▶ Aim: Write the next part of the OBDA registry guide, picking up right after its last sentence.

▶ Article:
begin
Note Accessing data via the OBDA system is optional in BioPerl. One can easily access sequence data via the usual database-format-specific modules such as Bio::Index::Fasta or Bio::DB::Fasta.

Using the OBDA Registry System

The OBDA Registry is a platform-independent system for specifying how BioPerl programs find sequence databases. It uses both local and site-wide configuration files, known as the registry, which define one or more databases and the access methods to use to access them.

For instance, you might start out by accessing sequence data over the web, and later decide to install a locally mirrored copy of GenBank. By changing one line in the registry file, all Bio{Perl,Java,Python,Ruby} applications will start using the mirrored local copy automatically - no source code changes are necessary.

Installing the Registry File

The registry file should be named seqdatabase.ini. By default, it should be installed in one or more of the following locations:

$HOME/.bioinformatics/seqdatabase.ini
/etc/bioinformatics/seqdatabase.ini

The Bio{Perl,Java,Python,Ruby} registry-handling code will initialize itself from the registry file located in the home directory first, and then it will read the system-wide default in /etc. Windows Perl users should make sure to set the $HOME variable, otherwise the seqdatabase.ini file may not be found. Unix users need not do this since the code will use the getpwuid() method.

If a local registry file cannot be found, the registry-handling code will attempt to copy the file located at http://www.open-bio.org/registry/seqdatabase.ini to a $HOME/.bioinformatics directory.

Modifying the Search Path

The registry file search path can be modified by setting the environment variable OBDA_SEARCH_PATH. This variable is a semicolon-delimited string of directories and URLs, for example:

OBDA_SEARCH_PATH=/home/lstein/;http://foo.org/

Important The fact that the search path is for an entire file (seqdatabase.ini) rather than for single entry (e.g. genbank) means that you have to copy any default values you want to keep from the (old) default configuration file to your new configuration file.

For example, say you have been using biofetch with the default configuration file http://www.open-bio.org/registry/seqdatabase.ini for all your sequence-data retrieval. If you now install a local copy of Genbank, your local seqdatabase.ini must not only have a section indicating that the Genbank copy is local but it must have sections configuring the web access for all the other databases you use, since http://www.open-bio.org/registry/seqdatabase.ini will no longer be found in a registry-file search.

Format of the Registry File

The registry file is a simple text file, as shown in the following example:

VERSION=1.00
[embl]
protocol=biofetch
location=http://www.ebi.ac.uk/cgi-bin/dbfetch
dbname=embl
[swissprot]
protocol=biofetch
location=http://www.ebi.ac.uk/cgi-bin/dbfetch
dbname=swall

The first line is the registry format version number in the format VERSION=X.XX. The current version is 1.00. The rest of the file is composed of simple sections, formatted as:

[database-name] 
tag=value 
tag=value
[database-name] 
tag=value 
tag=value

Each section starts with a symbolic database name enclosed in square brackets. Database names are case-insensitive but should not contain spaces. The remainder of the section is followed by a series of tag=value pairs that configure access to the service.
end
▶ Data extract:
begin
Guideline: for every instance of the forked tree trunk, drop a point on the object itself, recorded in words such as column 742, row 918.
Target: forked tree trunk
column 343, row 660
end
▶ The reply:
Database name sections can be repeated, in which case the client should try each service in turn from top to bottom. The options under each section must have two non-optional tag=value lines:

protocol="protocol-type"
location="location-string"

The Protocol Tag

The protocol tag specifies what access mode to use. Currently it can be one of:

flat
used to fetch sequences from local flat files that have been indexed using [BerkeleyDB] or binary search indexing.
biofetch
used to fetch sequences from web-based databses. Due to restrictions on the use of these databases, this is recommended only for lightweight applications.
biosql
fetches sequences from BioSQL database. To use this module you will need to have an instantiated relational database conforming to the BioSQL schema, and install the bioperl-db package.

Important Support for the biosql protocol is only available in recent versions of the bioperl-db package.

The Location Tag

The location tag tells the BioPerl sequence fetching code where the database is located. Its interpretation depends on the protocol chosen. For example, it might be a directory on the local file system, or a remote URL. See below for protocol-specific details.

If you are using the flat protocol make sure that the location is a directory and the dbname is also a directory, contained within the location directory.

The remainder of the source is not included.